• SHORT TASK: Repeat each line of the material below exactly as it appears, minus any pictures.
....
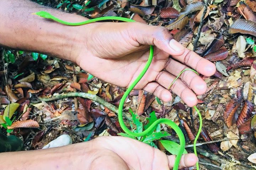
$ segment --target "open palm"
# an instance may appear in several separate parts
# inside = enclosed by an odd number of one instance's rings
[[[133,82],[148,60],[149,45],[156,46],[153,59],[135,88],[153,94],[164,101],[171,99],[170,90],[189,106],[194,106],[197,100],[194,92],[201,95],[206,90],[206,83],[198,75],[187,71],[168,89],[170,84],[188,67],[207,76],[215,71],[213,63],[183,47],[164,28],[137,23],[91,24],[92,30],[87,33],[86,38],[92,40],[81,48],[77,62],[83,69],[113,84],[127,87]]]

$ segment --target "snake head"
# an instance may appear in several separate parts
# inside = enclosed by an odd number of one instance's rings
[[[40,17],[42,17],[45,18],[50,18],[52,17],[52,15],[50,14],[50,13],[43,11],[37,12],[35,13],[33,13],[33,14],[38,15]]]

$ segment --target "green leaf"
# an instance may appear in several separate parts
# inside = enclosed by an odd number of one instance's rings
[[[90,80],[92,78],[93,78],[93,75],[92,75],[90,74],[89,74],[89,75],[88,76],[88,78],[87,78],[87,81]]]
[[[1,124],[1,125],[2,125],[2,126],[5,129],[7,129],[7,125],[6,123],[2,123]]]
[[[22,75],[23,74],[24,74],[24,73],[21,73],[21,74],[18,74],[17,75],[16,75],[15,77],[14,77],[14,79],[16,79],[17,77],[18,77],[19,76],[20,76]]]
[[[87,142],[89,140],[90,138],[90,137],[91,137],[91,135],[92,134],[92,132],[91,132],[90,133],[89,135],[87,136],[87,137],[84,140],[84,142]]]
[[[32,56],[32,58],[34,60],[34,61],[36,61],[38,59],[38,56],[39,55],[36,52],[31,52],[31,55]]]
[[[12,122],[11,120],[11,119],[10,119],[10,118],[8,118],[8,117],[5,117],[5,119],[7,125],[8,125],[9,126],[11,126],[11,124],[12,124]]]
[[[256,45],[255,45],[253,47],[254,51],[255,52],[256,52]]]
[[[91,1],[88,1],[88,2],[87,2],[86,4],[85,4],[85,6],[87,6],[87,5],[89,5],[89,4],[90,3],[91,3]]]
[[[73,8],[77,10],[81,10],[82,9],[82,6],[79,4],[76,4],[72,5]]]
[[[159,99],[158,97],[155,97],[156,100],[156,101],[158,102],[158,103],[159,104],[161,105],[162,104],[162,102],[161,102],[161,101],[160,101],[160,99]]]
[[[167,140],[159,141],[168,151],[173,155],[177,155],[180,149],[180,145],[176,142]],[[186,149],[184,150],[183,154],[187,153]]]
[[[171,135],[166,132],[154,132],[146,137],[143,140],[143,142],[146,143],[153,141],[154,140],[159,139],[162,137],[170,135]]]
[[[12,103],[7,106],[4,112],[4,119],[6,121],[5,117],[11,119],[19,106],[20,104],[16,103]]]
[[[45,54],[40,54],[40,56],[42,59],[44,60],[47,58],[47,55],[46,55]]]
[[[12,132],[12,131],[13,131],[13,129],[7,129],[6,130],[6,132],[7,132],[7,133],[11,133],[11,132]]]
[[[18,51],[18,52],[20,55],[22,55],[24,53],[24,51]]]
[[[99,8],[100,8],[101,7],[101,6],[102,6],[104,4],[105,4],[108,1],[109,1],[109,0],[103,0],[103,1],[102,1],[100,4],[99,4]]]
[[[94,8],[86,8],[86,9],[85,9],[85,10],[84,10],[84,11],[85,12],[91,11],[94,10]]]
[[[133,136],[130,136],[128,134],[125,134],[124,133],[119,133],[119,134],[117,134],[117,135],[123,136],[124,137],[129,137],[130,138],[132,138],[132,139],[135,139],[135,138]]]
[[[246,42],[247,43],[247,44],[248,44],[251,45],[254,44],[254,41],[253,39],[251,39],[250,38],[247,38],[245,39],[246,40]]]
....
• SOLUTION FOR THIS PROBLEM:
$ segment --target "open palm"
# an instance may appear in several separate parts
# inside = enclosed by an odd number of one instance's rings
[[[133,82],[148,60],[149,45],[156,46],[153,59],[135,88],[153,94],[164,101],[171,99],[170,90],[189,106],[194,106],[197,100],[194,92],[201,95],[206,90],[206,83],[198,75],[187,71],[168,89],[170,84],[188,67],[207,76],[215,71],[213,63],[183,47],[164,28],[137,23],[91,24],[92,30],[87,33],[86,38],[92,40],[81,48],[77,62],[83,69],[113,84],[127,87]]]

$ segment --target "snake head"
# an instance may appear in several separate parts
# inside = enclosed by an odd number of one instance's rings
[[[40,17],[42,17],[45,18],[50,18],[52,17],[52,15],[50,14],[50,13],[43,11],[37,12],[35,13],[33,13],[33,14],[38,15]]]

$ segment --target "green leaf"
# an instance may appear in several separate parts
# inside = enclosed by an odd number of one instance's rings
[[[90,80],[92,78],[93,78],[93,75],[92,75],[90,74],[89,74],[89,75],[88,76],[88,78],[87,78],[87,81]]]
[[[1,124],[1,125],[2,125],[2,126],[5,129],[7,129],[7,125],[6,123],[2,123]]]
[[[22,75],[23,74],[24,74],[24,73],[21,73],[21,74],[18,74],[17,75],[16,75],[15,77],[14,77],[14,79],[16,79],[17,77],[18,77],[19,76],[20,76]]]
[[[87,142],[89,140],[90,138],[90,137],[91,137],[91,135],[92,134],[92,132],[91,132],[90,133],[89,135],[87,136],[87,137],[84,140],[84,142]]]
[[[32,56],[32,58],[34,60],[34,61],[36,61],[38,59],[38,56],[39,55],[36,52],[31,52],[31,55]]]
[[[12,122],[11,120],[11,119],[10,119],[10,118],[8,118],[8,117],[5,117],[5,119],[7,125],[8,125],[9,126],[11,126],[11,124],[12,124]]]
[[[256,45],[255,45],[253,47],[254,51],[255,52],[256,52]]]
[[[91,1],[88,1],[88,2],[87,2],[86,4],[85,4],[85,6],[87,6],[87,5],[89,5],[89,4],[90,3],[91,3]]]
[[[73,8],[77,10],[81,10],[82,9],[82,6],[79,4],[76,4],[72,5]]]
[[[159,99],[158,97],[155,97],[156,100],[156,101],[158,102],[158,103],[159,104],[161,105],[162,104],[162,102],[161,102],[161,101],[160,101],[160,99]]]
[[[167,140],[159,141],[168,151],[173,155],[177,155],[180,149],[180,145],[176,142]],[[186,149],[184,150],[183,154],[187,153]]]
[[[171,135],[166,132],[154,132],[146,137],[143,140],[143,142],[146,143],[153,141],[154,140],[159,139],[162,137],[170,135]]]
[[[12,103],[7,106],[4,112],[4,119],[6,121],[5,117],[11,119],[19,106],[20,104],[16,103]]]
[[[45,54],[40,54],[40,56],[42,59],[44,60],[47,58],[47,55],[46,55]]]
[[[12,132],[12,131],[13,131],[13,129],[7,129],[6,130],[6,132],[7,132],[7,133],[11,133],[11,132]]]
[[[18,51],[18,52],[20,55],[22,55],[24,53],[24,51]]]
[[[99,8],[100,8],[101,7],[101,6],[102,6],[104,4],[105,4],[108,1],[109,1],[109,0],[103,0],[103,1],[102,1],[100,4],[99,4]]]
[[[94,8],[86,8],[86,9],[85,9],[85,10],[84,10],[84,11],[85,12],[91,11],[94,10]]]
[[[133,136],[130,136],[128,134],[125,134],[124,133],[119,133],[119,134],[117,134],[117,135],[123,136],[124,137],[129,137],[130,138],[132,138],[132,139],[135,139],[135,138]]]
[[[246,42],[247,43],[247,44],[248,44],[251,45],[254,44],[254,41],[253,39],[251,39],[250,38],[247,38],[245,39],[246,40]]]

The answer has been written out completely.